>> START Data provided
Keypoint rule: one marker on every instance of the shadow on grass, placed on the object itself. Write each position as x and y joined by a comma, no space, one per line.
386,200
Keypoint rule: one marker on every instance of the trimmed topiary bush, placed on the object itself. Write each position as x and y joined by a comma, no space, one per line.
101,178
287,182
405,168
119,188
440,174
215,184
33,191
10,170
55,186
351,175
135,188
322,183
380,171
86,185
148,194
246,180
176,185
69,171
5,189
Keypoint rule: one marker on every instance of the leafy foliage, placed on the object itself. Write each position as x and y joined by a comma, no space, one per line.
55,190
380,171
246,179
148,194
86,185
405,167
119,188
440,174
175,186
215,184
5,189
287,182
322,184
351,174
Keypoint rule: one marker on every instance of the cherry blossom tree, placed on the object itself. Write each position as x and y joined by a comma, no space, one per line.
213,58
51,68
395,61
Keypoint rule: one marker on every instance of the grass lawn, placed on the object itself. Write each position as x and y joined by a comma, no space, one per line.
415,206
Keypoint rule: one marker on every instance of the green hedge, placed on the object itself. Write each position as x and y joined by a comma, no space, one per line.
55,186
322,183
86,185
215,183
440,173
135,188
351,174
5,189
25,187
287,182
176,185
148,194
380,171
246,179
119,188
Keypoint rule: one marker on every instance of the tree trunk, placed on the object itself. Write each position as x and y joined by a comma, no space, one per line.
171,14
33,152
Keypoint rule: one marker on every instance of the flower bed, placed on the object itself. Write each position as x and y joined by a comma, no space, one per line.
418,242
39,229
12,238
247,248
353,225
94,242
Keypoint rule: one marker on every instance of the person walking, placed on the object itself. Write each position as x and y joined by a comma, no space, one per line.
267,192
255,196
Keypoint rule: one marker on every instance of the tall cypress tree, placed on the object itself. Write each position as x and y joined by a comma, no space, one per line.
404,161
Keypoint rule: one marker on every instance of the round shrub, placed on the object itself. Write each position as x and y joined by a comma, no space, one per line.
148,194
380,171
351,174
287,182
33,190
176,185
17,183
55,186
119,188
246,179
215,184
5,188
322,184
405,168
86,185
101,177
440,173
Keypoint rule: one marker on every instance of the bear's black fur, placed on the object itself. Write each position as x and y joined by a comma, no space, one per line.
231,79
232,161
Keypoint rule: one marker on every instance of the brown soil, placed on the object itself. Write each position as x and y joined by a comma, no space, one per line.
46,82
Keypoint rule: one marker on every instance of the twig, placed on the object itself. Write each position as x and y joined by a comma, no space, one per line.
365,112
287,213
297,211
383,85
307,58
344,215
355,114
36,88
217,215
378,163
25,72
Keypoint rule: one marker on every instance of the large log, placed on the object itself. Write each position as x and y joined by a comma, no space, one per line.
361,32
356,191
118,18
>> END Data provided
Can you render the records above as a Markdown table, with each nonblank line numbered in a "Row" column and shown in full in a "Line" column, skipping any blank lines?

| Row | Line |
|---|---|
| 1 | Keypoint rule: one marker on every instance of the shadow on grass, placed on the object itself. Write each position as x and y joined by a comma, no space, one per line. |
| 2 | 386,200 |
| 3 | Keypoint rule: one marker on every instance of the trimmed topiary bush, placed on the object itself. Write each position as x and y joined by a comma, no space, one per line. |
| 4 | 101,178 |
| 5 | 287,182 |
| 6 | 405,168 |
| 7 | 119,188 |
| 8 | 440,174 |
| 9 | 215,184 |
| 10 | 33,191 |
| 11 | 10,170 |
| 12 | 55,186 |
| 13 | 351,175 |
| 14 | 135,188 |
| 15 | 322,183 |
| 16 | 380,171 |
| 17 | 86,185 |
| 18 | 148,194 |
| 19 | 246,180 |
| 20 | 176,185 |
| 21 | 69,171 |
| 22 | 5,189 |
| 23 | Keypoint rule: one marker on every instance of the leafy foliage, placed on the object itself. Write each position as x and y joined by a comma, no space, one per line. |
| 24 | 55,190 |
| 25 | 380,171 |
| 26 | 246,179 |
| 27 | 148,194 |
| 28 | 86,185 |
| 29 | 405,167 |
| 30 | 119,188 |
| 31 | 440,174 |
| 32 | 175,186 |
| 33 | 215,184 |
| 34 | 5,189 |
| 35 | 287,182 |
| 36 | 322,184 |
| 37 | 351,174 |
| 38 | Keypoint rule: one marker on every instance of the cherry blossom tree, placed on the object itself. Write each position as x and y joined by a comma, no space, one per line. |
| 39 | 213,58 |
| 40 | 51,68 |
| 41 | 395,61 |
| 42 | Keypoint rule: one marker on every instance of the grass lawn, placed on the object itself. Write each position as x and y joined by a comma, no space, one per line. |
| 43 | 415,206 |
| 44 | Keypoint rule: one marker on every instance of the green hedge, placed on the object itself. Write each position as x and y joined by a comma, no space, one per line. |
| 45 | 55,186 |
| 46 | 322,183 |
| 47 | 86,185 |
| 48 | 215,183 |
| 49 | 440,173 |
| 50 | 135,188 |
| 51 | 351,174 |
| 52 | 5,189 |
| 53 | 25,187 |
| 54 | 287,182 |
| 55 | 176,185 |
| 56 | 148,194 |
| 57 | 380,171 |
| 58 | 246,179 |
| 59 | 119,188 |
| 60 | Keypoint rule: one marker on every instance of the tree trunk, placed on the object itself. Write each position as x and y joined by a comma, no space, one per line. |
| 61 | 171,14 |
| 62 | 33,152 |
| 63 | Keypoint rule: one marker on every instance of the flower bed, placed on the object itself. Write each position as x and y joined by a comma, no space, one per line. |
| 64 | 418,242 |
| 65 | 39,229 |
| 66 | 12,238 |
| 67 | 247,248 |
| 68 | 353,225 |
| 69 | 94,242 |
| 70 | Keypoint rule: one marker on every instance of the person walking, placed on the object itself. Write each position as x and y joined by a comma, no space, one per line. |
| 71 | 267,192 |
| 72 | 255,196 |
| 73 | Keypoint rule: one marker on every instance of the tall cypress tree, placed on the object itself. Write each position as x and y joined by a comma, no space, one per line. |
| 74 | 404,161 |
| 75 | Keypoint rule: one marker on every instance of the round shrub, placed on the object itself. Write each position as x and y joined by a comma, no space, one per line. |
| 76 | 148,194 |
| 77 | 380,171 |
| 78 | 351,174 |
| 79 | 287,182 |
| 80 | 33,190 |
| 81 | 176,185 |
| 82 | 17,183 |
| 83 | 55,186 |
| 84 | 119,188 |
| 85 | 246,179 |
| 86 | 215,184 |
| 87 | 5,188 |
| 88 | 322,184 |
| 89 | 405,168 |
| 90 | 86,185 |
| 91 | 101,177 |
| 92 | 440,173 |
| 93 | Keypoint rule: one marker on every instance of the bear's black fur, placed on the object itself. Write each position as x and y joined by a comma, no space, one per line. |
| 94 | 231,79 |
| 95 | 232,161 |
| 96 | Keypoint rule: one marker on every instance of the brown soil, placed on the object itself. Write each position as x and y joined by a comma, no space, one per line. |
| 97 | 46,82 |
| 98 | Keypoint rule: one marker on every instance of the twig, placed on the object itself. Write each position as x and y joined by a comma, no space, one per line. |
| 99 | 365,112 |
| 100 | 287,213 |
| 101 | 297,211 |
| 102 | 383,85 |
| 103 | 307,58 |
| 104 | 344,215 |
| 105 | 355,114 |
| 106 | 36,88 |
| 107 | 217,215 |
| 108 | 378,163 |
| 109 | 25,72 |
| 110 | Keypoint rule: one marker on every instance of the large log, placed on the object itself. Write each position as x and y joined by a comma, no space, one per line. |
| 111 | 361,32 |
| 112 | 356,191 |
| 113 | 118,18 |